**WORK TO COMPLETE:**
(1) In the potato passage, what flavor did the lozenges have?
(2) Please reproduce the potato passage word for word from "And I remember older" to "another year’s crop.".
(3) Name every potato dish the potato passage mentions, leaving out oven chips and packaged snacks.

I was eight, maybe. Primary school age, at any rate, and was spending several weeks in bed – or so it seemed – having had an unfortunate encounter with a boiling kettle (no, don’t ask). And I remember having to take lozenges with a sickly cherry flavour, and that taste became imprinted on my younger self’s brain. Now, a very long time later, here was that taste again, in tea form. I very nearly spat it out – that’s involuntary memory for ya.
Mr. Proust was on to something alright. Foods and flavours can certainly trigger memories, and the where-we-were and what-we-were-doing when we experienced certain tastes can strongly affect our reaction to them, even years later. So it was for that berry tea, and so it is with spuds (which, praise be, do not come in cherry lozenge flavour). I grew up with potatoes on my plate – in Ireland this does not make me unusual – and it has never been a simple case of just liking spuds or not. It’s more important than that.
My parents always kept a kitchen garden and my father always grew spuds. And we ate them. A lot. I remember boiled potatoes as the default dinner accompaniment – and I’ll admit that my junior self wasn’t overly enamoured of the workaday boiled spud (with hindsight, and a good deal more butter, I now view them differently).
But there was more to our potato-heavy diet, and the having-to-put-up-with plain spuds on most days was always redeemed by the roast potatoes we would get when a roast dinner was on the cards (though it would always come with boiled spuds too, mind). And there would be new potatoes and potato salads with chives for our tea in the summer. And sometimes potato cakes with a weekend fry up.
And I remember older siblings coming home late on a weekend night and, having decided that only chips would do, they proceeded to dig for potatoes in the wee small hours for that very purpose (oven chips, had they existed, would have been so much simpler…). I also remember the bags of Tayto we might get from the Da if he’d been to the pub – and Dairy Milk too – just as I remember him in his old sports coat, out in the garden in the middle of March, digging the drills for another year’s crop.

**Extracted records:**

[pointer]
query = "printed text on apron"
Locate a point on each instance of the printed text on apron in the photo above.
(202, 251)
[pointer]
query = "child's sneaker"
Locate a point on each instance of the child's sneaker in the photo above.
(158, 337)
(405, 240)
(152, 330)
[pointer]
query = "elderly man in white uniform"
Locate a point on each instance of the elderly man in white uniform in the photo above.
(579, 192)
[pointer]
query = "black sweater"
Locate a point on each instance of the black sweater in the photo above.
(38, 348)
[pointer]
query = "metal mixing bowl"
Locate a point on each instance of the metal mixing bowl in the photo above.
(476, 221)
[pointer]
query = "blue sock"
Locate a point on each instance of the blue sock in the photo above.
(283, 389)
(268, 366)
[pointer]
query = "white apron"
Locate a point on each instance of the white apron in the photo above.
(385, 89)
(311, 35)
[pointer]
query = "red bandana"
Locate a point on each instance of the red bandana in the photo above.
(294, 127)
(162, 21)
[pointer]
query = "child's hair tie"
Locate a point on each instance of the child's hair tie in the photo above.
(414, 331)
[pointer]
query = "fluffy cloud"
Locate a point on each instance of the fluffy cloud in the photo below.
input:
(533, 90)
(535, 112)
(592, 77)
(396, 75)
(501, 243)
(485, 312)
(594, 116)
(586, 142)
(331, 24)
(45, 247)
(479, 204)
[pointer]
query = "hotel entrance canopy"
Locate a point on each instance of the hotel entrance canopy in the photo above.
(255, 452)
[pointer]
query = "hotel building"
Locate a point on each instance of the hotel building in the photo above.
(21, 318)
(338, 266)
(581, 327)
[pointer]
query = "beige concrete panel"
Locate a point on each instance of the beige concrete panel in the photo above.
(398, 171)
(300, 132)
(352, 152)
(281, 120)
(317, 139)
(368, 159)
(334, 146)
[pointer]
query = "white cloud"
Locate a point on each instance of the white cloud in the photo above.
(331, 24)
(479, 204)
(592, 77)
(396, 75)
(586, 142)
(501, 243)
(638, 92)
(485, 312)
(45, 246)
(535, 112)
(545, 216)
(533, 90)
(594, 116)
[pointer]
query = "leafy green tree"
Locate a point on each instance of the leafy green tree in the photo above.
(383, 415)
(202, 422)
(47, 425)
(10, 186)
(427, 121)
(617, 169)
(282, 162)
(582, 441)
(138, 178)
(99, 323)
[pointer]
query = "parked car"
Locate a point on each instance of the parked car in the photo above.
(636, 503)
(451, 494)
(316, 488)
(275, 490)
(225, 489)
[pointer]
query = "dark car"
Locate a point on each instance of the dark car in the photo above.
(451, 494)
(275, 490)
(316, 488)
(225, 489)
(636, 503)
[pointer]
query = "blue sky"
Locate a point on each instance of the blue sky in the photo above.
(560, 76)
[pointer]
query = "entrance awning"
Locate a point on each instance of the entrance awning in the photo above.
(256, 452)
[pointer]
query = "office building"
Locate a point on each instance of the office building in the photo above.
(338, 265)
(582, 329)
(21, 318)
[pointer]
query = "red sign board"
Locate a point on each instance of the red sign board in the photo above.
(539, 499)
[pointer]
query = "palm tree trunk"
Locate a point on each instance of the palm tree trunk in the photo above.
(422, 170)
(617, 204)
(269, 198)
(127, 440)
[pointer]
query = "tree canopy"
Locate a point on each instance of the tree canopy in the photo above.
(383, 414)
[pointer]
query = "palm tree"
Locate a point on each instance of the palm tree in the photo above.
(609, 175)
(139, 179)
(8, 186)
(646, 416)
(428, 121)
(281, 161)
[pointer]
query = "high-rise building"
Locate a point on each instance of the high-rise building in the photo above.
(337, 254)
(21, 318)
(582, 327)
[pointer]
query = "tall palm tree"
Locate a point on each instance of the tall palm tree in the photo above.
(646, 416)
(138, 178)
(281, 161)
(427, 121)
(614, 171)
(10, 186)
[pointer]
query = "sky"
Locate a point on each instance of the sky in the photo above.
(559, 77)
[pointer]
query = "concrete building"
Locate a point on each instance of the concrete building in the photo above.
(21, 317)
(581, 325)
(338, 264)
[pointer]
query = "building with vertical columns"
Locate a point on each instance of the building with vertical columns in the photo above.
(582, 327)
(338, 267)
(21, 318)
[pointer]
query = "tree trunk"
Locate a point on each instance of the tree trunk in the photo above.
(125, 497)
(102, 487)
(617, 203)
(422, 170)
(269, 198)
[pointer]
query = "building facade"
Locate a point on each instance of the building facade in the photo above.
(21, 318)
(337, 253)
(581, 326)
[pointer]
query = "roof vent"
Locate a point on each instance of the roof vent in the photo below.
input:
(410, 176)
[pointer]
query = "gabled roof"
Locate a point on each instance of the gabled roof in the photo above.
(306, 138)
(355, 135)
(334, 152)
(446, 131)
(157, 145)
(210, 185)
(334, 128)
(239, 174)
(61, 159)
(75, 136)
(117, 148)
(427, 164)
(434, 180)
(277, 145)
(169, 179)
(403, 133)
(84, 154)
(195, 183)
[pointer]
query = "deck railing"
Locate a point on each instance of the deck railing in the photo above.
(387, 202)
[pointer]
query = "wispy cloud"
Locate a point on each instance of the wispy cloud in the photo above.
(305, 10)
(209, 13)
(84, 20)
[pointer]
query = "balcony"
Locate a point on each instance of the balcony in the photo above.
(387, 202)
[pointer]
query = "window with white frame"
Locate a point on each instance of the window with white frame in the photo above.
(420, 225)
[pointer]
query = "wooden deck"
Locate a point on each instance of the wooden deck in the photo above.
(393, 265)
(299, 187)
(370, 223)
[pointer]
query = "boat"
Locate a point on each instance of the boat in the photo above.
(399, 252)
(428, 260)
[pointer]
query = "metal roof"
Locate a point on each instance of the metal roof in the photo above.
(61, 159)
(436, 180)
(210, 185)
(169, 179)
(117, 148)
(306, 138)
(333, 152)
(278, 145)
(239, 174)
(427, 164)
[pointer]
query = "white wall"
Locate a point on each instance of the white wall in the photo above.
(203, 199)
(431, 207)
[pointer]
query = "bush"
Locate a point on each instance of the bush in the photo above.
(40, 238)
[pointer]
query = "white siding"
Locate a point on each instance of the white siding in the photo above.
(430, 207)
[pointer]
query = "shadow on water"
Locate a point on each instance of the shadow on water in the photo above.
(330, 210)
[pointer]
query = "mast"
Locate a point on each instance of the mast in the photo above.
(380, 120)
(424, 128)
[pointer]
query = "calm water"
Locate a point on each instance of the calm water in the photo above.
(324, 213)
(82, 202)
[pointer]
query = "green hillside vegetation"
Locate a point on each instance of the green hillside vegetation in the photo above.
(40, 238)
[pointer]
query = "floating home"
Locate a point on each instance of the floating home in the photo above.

**SOLUTIONS BY TASK:**
(1) A sickly cherry flavour.

(2)
And I remember older siblings coming home late on a weekend night and, having decided that only chips would do, they proceeded to dig for potatoes in the wee small hours for that very purpose (oven chips, had they existed, would have been so much simpler…). I also remember the bags of Tayto we might get from the Da if he’d been to the pub – and Dairy Milk too – just as I remember him in his old sports coat, out in the garden in the middle of March, digging the drills for another year’s crop.

(3) Boiled potatoes, roast potatoes, new potatoes, potato salads with chives, potato cakes, chips